Ejemplos de detección
+++
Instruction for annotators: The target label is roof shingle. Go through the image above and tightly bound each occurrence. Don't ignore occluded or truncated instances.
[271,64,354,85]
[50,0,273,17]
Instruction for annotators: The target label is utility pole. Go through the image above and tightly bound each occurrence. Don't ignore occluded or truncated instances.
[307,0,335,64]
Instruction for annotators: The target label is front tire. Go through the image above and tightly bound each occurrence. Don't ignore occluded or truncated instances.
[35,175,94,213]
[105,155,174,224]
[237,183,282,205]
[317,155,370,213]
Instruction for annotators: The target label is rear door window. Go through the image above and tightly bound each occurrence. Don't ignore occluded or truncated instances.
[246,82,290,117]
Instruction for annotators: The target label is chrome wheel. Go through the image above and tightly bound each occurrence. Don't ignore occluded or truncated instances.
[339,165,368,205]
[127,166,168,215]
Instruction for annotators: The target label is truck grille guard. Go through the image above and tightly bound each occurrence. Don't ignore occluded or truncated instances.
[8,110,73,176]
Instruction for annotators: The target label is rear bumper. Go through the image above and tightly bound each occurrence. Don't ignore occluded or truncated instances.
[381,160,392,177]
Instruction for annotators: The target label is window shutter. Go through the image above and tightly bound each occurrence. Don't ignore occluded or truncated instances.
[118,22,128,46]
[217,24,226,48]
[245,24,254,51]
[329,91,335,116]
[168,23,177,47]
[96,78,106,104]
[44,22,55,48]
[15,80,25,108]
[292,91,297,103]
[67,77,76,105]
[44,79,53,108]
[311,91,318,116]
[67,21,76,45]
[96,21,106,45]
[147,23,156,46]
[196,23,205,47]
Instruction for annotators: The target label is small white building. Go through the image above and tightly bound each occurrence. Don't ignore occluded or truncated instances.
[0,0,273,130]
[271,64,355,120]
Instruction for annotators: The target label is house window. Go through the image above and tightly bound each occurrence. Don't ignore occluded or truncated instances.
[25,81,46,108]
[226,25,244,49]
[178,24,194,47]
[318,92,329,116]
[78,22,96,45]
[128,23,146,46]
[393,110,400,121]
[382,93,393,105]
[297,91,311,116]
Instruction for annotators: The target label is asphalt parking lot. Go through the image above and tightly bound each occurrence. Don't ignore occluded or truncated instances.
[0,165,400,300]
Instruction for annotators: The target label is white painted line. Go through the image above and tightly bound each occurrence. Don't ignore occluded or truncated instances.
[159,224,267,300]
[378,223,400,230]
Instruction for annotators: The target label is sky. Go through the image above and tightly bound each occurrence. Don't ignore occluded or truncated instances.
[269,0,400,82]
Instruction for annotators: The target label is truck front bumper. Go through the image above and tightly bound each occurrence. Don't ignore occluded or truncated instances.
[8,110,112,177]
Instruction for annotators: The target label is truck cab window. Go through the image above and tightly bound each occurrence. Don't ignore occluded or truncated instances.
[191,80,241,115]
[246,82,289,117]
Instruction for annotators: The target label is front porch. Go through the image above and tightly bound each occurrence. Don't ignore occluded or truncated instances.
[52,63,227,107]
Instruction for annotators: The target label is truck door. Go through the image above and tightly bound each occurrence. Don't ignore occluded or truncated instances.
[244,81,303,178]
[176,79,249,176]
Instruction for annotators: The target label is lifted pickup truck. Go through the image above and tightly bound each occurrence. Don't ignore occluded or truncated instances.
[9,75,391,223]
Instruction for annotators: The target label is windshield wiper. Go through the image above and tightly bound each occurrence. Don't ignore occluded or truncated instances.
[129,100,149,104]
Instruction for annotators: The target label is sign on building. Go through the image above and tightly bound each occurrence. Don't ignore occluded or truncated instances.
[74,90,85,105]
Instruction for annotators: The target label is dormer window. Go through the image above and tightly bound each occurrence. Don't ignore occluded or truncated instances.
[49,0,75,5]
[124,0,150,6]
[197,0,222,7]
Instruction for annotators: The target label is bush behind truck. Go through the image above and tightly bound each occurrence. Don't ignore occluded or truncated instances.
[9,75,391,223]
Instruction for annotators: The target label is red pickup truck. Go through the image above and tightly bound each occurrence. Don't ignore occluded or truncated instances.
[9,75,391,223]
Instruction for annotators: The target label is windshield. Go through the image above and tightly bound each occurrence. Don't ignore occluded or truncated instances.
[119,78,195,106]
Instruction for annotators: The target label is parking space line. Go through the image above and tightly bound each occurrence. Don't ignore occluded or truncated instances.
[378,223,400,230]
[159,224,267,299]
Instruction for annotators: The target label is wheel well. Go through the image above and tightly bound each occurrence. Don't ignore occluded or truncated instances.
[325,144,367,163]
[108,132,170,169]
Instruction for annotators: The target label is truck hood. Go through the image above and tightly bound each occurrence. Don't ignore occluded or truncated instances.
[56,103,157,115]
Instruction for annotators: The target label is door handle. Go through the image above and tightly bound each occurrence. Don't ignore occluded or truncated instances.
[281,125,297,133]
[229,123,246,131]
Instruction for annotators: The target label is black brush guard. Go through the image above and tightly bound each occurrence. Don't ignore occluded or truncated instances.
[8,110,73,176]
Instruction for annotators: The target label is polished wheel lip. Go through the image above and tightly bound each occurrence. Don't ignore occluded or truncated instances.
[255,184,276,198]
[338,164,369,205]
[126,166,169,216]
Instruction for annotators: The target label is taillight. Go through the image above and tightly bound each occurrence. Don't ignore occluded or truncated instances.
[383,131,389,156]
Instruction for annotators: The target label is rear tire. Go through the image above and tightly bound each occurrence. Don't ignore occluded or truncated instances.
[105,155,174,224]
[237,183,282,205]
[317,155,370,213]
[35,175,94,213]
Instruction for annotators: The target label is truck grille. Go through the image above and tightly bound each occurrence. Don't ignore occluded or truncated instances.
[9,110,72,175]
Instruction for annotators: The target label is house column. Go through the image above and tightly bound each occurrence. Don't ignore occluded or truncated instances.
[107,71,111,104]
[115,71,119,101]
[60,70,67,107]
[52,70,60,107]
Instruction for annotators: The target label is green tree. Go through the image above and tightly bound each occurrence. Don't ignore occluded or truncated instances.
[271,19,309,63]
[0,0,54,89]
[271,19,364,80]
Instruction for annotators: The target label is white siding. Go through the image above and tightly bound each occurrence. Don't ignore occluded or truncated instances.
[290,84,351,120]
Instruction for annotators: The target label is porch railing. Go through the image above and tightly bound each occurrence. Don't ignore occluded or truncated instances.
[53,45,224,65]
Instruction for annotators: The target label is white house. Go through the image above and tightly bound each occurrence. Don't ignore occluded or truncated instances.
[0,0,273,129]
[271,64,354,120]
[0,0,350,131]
+++
• Objetivo: Vuelve a escribir, sin ningún cambio, todas las líneas del listado de arriba.

• Resultado completo:
Instruction for annotators: The target label is roof shingle. Go through the image above and tightly bound each occurrence. Don't ignore occluded or truncated instances.
[271,64,354,85]
[50,0,273,17]
Instruction for annotators: The target label is utility pole. Go through the image above and tightly bound each occurrence. Don't ignore occluded or truncated instances.
[307,0,335,64]
Instruction for annotators: The target label is front tire. Go through the image above and tightly bound each occurrence. Don't ignore occluded or truncated instances.
[35,175,94,213]
[105,155,174,224]
[237,183,282,205]
[317,155,370,213]
Instruction for annotators: The target label is rear door window. Go through the image above and tightly bound each occurrence. Don't ignore occluded or truncated instances.
[246,82,290,117]
Instruction for annotators: The target label is chrome wheel. Go through the image above and tightly bound each occurrence. Don't ignore occluded or truncated instances.
[339,165,368,205]
[127,166,168,215]
Instruction for annotators: The target label is truck grille guard. Go through the image above and tightly bound each occurrence. Don't ignore occluded or truncated instances.
[8,110,73,176]
Instruction for annotators: The target label is rear bumper. Go through the image above and tightly bound each occurrence. Don't ignore occluded or truncated instances.
[381,160,392,177]
Instruction for annotators: The target label is window shutter. Go through the image above and tightly bound each occurrence. Don't ignore occluded or truncated instances.
[118,22,128,46]
[217,24,226,48]
[245,24,254,51]
[329,91,335,116]
[168,23,177,47]
[96,78,106,104]
[44,22,55,48]
[15,80,25,108]
[292,91,297,103]
[67,77,76,105]
[44,79,53,108]
[311,91,318,116]
[67,21,76,45]
[96,21,106,45]
[147,23,156,46]
[196,23,205,47]
Instruction for annotators: The target label is small white building. Go through the image above and tightly bound each occurrence. Don't ignore occluded or truncated instances.
[0,0,273,130]
[271,64,355,120]
Instruction for annotators: The target label is house window. Go through the image above and tightly bound each occurrence. Don't ignore occluded or truncated instances.
[25,81,46,108]
[226,25,244,49]
[178,24,194,47]
[318,92,329,116]
[78,22,96,45]
[128,23,146,46]
[393,110,400,121]
[382,93,393,105]
[297,91,311,116]
Instruction for annotators: The target label is asphalt parking lot. Go through the image above and tightly bound each occurrence. Don't ignore occluded or truncated instances.
[0,165,400,300]
Instruction for annotators: The target label is white painted line. Go through the image above and tightly bound each occurrence. Don't ignore occluded or truncated instances.
[159,224,267,300]
[378,223,400,230]
Instruction for annotators: The target label is sky. Go through the image above and tightly bound each occurrence. Don't ignore occluded or truncated instances.
[269,0,400,82]
Instruction for annotators: The target label is truck front bumper. Go through the image above and tightly bound each occurrence. Don't ignore occluded or truncated instances.
[8,110,112,177]
Instruction for annotators: The target label is truck cab window. Go through the image above and tightly bound each occurrence. Don't ignore occluded or truncated instances.
[191,80,241,115]
[246,82,289,117]
Instruction for annotators: The target label is front porch. Go through the image above and tightly bound each occurrence. Don't ignore occluded or truncated instances.
[52,63,227,107]
Instruction for annotators: The target label is truck door. Go through the image above and tightly bound each occurrence. Don't ignore occluded or truncated instances.
[244,81,303,178]
[176,79,249,176]
Instruction for annotators: The target label is lifted pickup truck. Go through the image above and tightly bound each occurrence. Don't ignore occluded or truncated instances.
[9,75,391,223]
Instruction for annotators: The target label is windshield wiper. Go through the image above and tightly bound each occurrence. Don't ignore occluded or truncated instances.
[129,100,149,104]
Instruction for annotators: The target label is sign on building. Go through the image above and tightly bound each occurrence. Don't ignore occluded or truncated instances.
[74,90,85,105]
Instruction for annotators: The target label is dormer window. Go through the image above and tightly bound each occurrence. Don't ignore occluded or truncated instances.
[49,0,75,5]
[124,0,150,6]
[197,0,222,7]
Instruction for annotators: The target label is bush behind truck. Go through the image above and tightly bound each occurrence. Don't ignore occluded or truncated instances.
[9,75,391,223]
Instruction for annotators: The target label is red pickup truck. Go through the image above and tightly bound each occurrence. Don't ignore occluded or truncated instances.
[9,75,391,223]
Instruction for annotators: The target label is windshield. Go through the image above and tightly bound each occurrence. Don't ignore occluded or truncated instances.
[119,78,195,106]
Instruction for annotators: The target label is parking space line. Go through the image above and tightly bound each occurrence. Don't ignore occluded or truncated instances.
[378,223,400,230]
[159,224,267,299]
Instruction for annotators: The target label is wheel well. Go through the image above and tightly bound each occurrence. Don't ignore occluded or truncated instances.
[325,144,367,163]
[108,132,170,169]
Instruction for annotators: The target label is truck hood. Go through the image above and tightly bound each occurrence. Don't ignore occluded or truncated instances.
[56,103,157,115]
Instruction for annotators: The target label is door handle. Go through the image above and tightly bound each occurrence. Don't ignore occluded or truncated instances.
[281,125,297,133]
[229,123,246,131]
Instruction for annotators: The target label is black brush guard. Go through the image above and tightly bound each occurrence. Don't ignore occluded or truncated instances.
[8,110,73,176]
Instruction for annotators: The target label is polished wheel lip. Go through the image above and tightly bound each occurrence. Don't ignore occluded or truncated instances.
[255,184,276,198]
[338,164,369,205]
[126,166,169,216]
Instruction for annotators: The target label is taillight. Go through the image above and tightly bound each occurrence. Don't ignore occluded or truncated instances.
[383,131,389,156]
Instruction for annotators: The target label is rear tire. Go through the image above and tightly bound each occurrence. Don't ignore occluded or truncated instances.
[105,155,174,224]
[237,183,282,205]
[317,155,370,213]
[35,175,94,213]
Instruction for annotators: The target label is truck grille. Go through the image above and tightly bound each occurrence. Don't ignore occluded or truncated instances.
[9,110,72,175]
Instruction for annotators: The target label is house column. Go through the image above and tightly bound each occurrence. Don't ignore occluded or truncated instances.
[107,71,111,104]
[115,71,119,101]
[60,70,67,107]
[52,70,60,107]
Instruction for annotators: The target label is green tree. Go through the image above and tightly bound each occurrence. Don't ignore occluded or truncated instances.
[271,19,309,63]
[0,0,54,89]
[271,19,364,80]
Instruction for annotators: The target label is white siding. Go through the image above and tightly bound each occurrence. Don't ignore occluded or truncated instances.
[290,84,351,120]
Instruction for annotators: The target label is porch railing. Go through the image above and tightly bound each occurrence. Don't ignore occluded or truncated instances.
[53,45,224,65]
Instruction for annotators: The target label is white house. Go through the image above and tightly bound each occurrence. Don't ignore occluded or truncated instances.
[0,0,273,129]
[271,64,354,120]
[0,0,350,131]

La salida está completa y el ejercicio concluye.